INFORMATION PROVIDED Start Marker

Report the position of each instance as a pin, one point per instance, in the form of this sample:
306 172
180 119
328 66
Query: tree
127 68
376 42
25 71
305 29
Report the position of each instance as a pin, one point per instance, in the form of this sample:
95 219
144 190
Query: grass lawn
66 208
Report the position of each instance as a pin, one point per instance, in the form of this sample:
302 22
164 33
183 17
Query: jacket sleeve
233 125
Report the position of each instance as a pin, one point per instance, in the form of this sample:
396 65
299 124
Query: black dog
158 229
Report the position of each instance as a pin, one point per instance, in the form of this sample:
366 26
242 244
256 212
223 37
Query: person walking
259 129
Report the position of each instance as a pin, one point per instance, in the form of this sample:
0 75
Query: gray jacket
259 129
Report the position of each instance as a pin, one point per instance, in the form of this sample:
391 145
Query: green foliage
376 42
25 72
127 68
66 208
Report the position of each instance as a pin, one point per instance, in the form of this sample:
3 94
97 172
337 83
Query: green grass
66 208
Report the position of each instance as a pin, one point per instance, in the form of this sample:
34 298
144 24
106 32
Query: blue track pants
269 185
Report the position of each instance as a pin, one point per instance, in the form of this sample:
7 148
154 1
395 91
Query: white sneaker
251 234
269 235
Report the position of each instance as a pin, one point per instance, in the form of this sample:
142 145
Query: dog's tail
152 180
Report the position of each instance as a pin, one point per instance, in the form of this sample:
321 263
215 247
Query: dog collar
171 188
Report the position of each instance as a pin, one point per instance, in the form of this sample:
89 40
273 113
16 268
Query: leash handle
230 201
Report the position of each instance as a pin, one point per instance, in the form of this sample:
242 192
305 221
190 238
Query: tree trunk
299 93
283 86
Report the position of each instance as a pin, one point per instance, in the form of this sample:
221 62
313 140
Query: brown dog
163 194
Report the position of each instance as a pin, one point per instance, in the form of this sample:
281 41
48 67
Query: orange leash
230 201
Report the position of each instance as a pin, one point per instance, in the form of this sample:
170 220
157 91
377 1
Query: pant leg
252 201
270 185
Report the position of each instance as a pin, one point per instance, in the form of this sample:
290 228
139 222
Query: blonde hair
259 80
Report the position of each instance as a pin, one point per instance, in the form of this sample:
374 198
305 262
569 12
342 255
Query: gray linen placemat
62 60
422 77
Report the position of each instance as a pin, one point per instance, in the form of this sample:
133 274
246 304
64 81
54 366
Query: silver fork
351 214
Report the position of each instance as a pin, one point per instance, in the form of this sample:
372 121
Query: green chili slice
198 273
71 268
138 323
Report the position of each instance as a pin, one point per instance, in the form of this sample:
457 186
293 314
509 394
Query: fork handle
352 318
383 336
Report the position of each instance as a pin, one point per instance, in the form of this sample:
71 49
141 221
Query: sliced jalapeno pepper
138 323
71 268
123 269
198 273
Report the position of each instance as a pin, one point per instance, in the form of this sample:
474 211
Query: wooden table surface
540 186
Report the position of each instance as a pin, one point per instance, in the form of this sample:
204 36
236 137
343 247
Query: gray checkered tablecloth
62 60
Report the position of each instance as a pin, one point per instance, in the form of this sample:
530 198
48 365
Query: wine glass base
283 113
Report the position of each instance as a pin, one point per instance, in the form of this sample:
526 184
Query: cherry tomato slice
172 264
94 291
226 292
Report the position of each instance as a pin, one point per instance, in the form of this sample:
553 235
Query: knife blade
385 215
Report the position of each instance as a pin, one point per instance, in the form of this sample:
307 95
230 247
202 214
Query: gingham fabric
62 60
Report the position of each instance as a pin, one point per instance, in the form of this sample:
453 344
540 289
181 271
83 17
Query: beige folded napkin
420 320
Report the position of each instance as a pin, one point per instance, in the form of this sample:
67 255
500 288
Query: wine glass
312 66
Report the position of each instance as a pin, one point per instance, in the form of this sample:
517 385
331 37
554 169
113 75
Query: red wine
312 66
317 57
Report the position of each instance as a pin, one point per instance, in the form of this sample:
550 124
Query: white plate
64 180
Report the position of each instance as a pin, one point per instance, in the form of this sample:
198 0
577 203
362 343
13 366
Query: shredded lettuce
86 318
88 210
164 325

INFORMATION PROVIDED End Marker

WORK REQUEST:
Word for word, set down every line of the material above.

TASK SOLUTION:
Report the position of each instance as a pin, one point per instance, in the form of this sample:
306 172
180 119
328 66
Query: tree
127 68
376 42
25 71
305 29
Report the position of each instance as a pin, one point per instance, in the form of this sample:
95 219
144 190
Query: grass lawn
66 208
Report the position of each instance as a pin, one point per instance, in the form of this sample:
302 22
164 33
183 17
Query: jacket sleeve
233 125
Report the position of each instance as a pin, one point per instance, in the form of this sample:
396 65
299 124
Query: black dog
158 229
Report the position of each instance as a pin, one point per instance, in the form of this sample:
366 26
242 244
256 212
223 37
Query: person walking
259 129
Report the position of each instance as a pin, one point per instance, in the form of this sample:
0 75
Query: gray jacket
259 129
Report the position of each instance as a pin, one point per instance, in the form of this sample:
391 145
Query: green foliage
376 42
25 72
127 68
66 208
Report the position of each instance as a pin, one point per instance, in the form of this sample:
3 94
97 172
337 83
Query: green grass
66 208
Report the position of each instance as a pin, one point per instance, in the form of this sample:
34 298
144 24
106 32
Query: blue track pants
269 185
Report the position of each instance as a pin, one point per instance, in the form of this sample:
7 148
154 1
395 91
Query: white sneaker
251 234
269 235
Report the position of each instance as a pin, one point per instance, in the form of this sample:
142 145
Query: dog's tail
152 180
Report the position of each instance as a pin, one point per instance, in the form of this sample:
321 263
215 247
Query: dog collar
171 188
Report the position of each instance as a pin, one point per instance, in the form of this sample:
89 40
273 113
16 268
Query: leash handle
230 201
Report the position of each instance as a pin, one point per instance, in the form of this sample:
242 192
305 221
190 238
Query: tree trunk
299 93
283 86
Report the position of each instance as a pin, one point per instance, in the form of this sample:
221 62
313 140
Query: brown dog
163 194
Report the position of each instance as a pin, one point per instance, in the form of this sample:
281 41
48 67
Query: orange leash
230 201
Report the position of each instance as a pin, one point per instance, in the form of this sample:
170 220
157 91
377 1
Query: pant leg
252 201
270 185
Report the position of each instance as a pin, one point per instance, in the form of this sample:
290 228
139 222
Query: blonde hair
259 80
Report the position of each instance as a pin, one point per instance, in the form of this sample:
374 198
305 262
569 12
342 255
Query: gray linen placemat
62 60
422 77
Report the position of each instance as a pin, one point per instance, in the form of this sample:
133 274
246 304
64 81
54 366
Query: silver fork
351 214
Report the position of each instance as a pin, one point per instance, in the form of this sample:
372 121
Query: green chili slice
198 273
71 268
138 323
Report the position of each instance as a pin, one point per instance, in the form of this sample:
457 186
293 314
509 394
Query: fork handle
352 318
383 336
Report the position of each instance as a pin, one point per instance, in the form of this sample:
71 49
141 221
Query: sliced jalapeno pepper
138 323
71 268
123 269
198 273
Report the position of each instance as a pin, one point per instance, in the form of this sample:
474 211
Query: wooden table surface
540 186
Report the position of each instance as a pin, one point per instance, in the form of this sample:
204 36
236 137
343 247
Query: gray checkered tablecloth
62 60
Report the position of each instance as a pin, one point per instance, in the form of this sample:
530 198
48 365
Query: wine glass base
283 113
Report the position of each instance as a pin, one point per instance, in the form of this sample:
526 184
Query: cherry tomato slice
172 264
94 291
226 292
Report the position of each instance as a pin, one point per instance, in the form of this sample:
553 235
Query: knife blade
385 215
Report the position of each instance as a pin, one point per instance, in the form of this sample:
307 95
230 247
202 214
Query: gingham fabric
62 60
Report the position of each instance as a pin, one point per instance, in the form of this sample:
453 344
540 289
181 271
83 17
Query: beige folded napkin
420 320
Report the position of each instance as a pin, one point per instance, in the form of this sample:
67 255
500 288
Query: wine glass
312 66
Report the position of each instance as a pin, one point per instance, in the form of this sample:
517 385
331 37
554 169
113 75
Query: red wine
312 66
317 57
Report the position of each instance as a pin, one point per instance, in the form of this sample:
550 124
Query: white plate
64 180
Report the position of each instance as a pin, one point per instance, in the form of this sample:
198 0
577 203
362 343
13 366
Query: shredded lettuce
86 318
88 210
164 325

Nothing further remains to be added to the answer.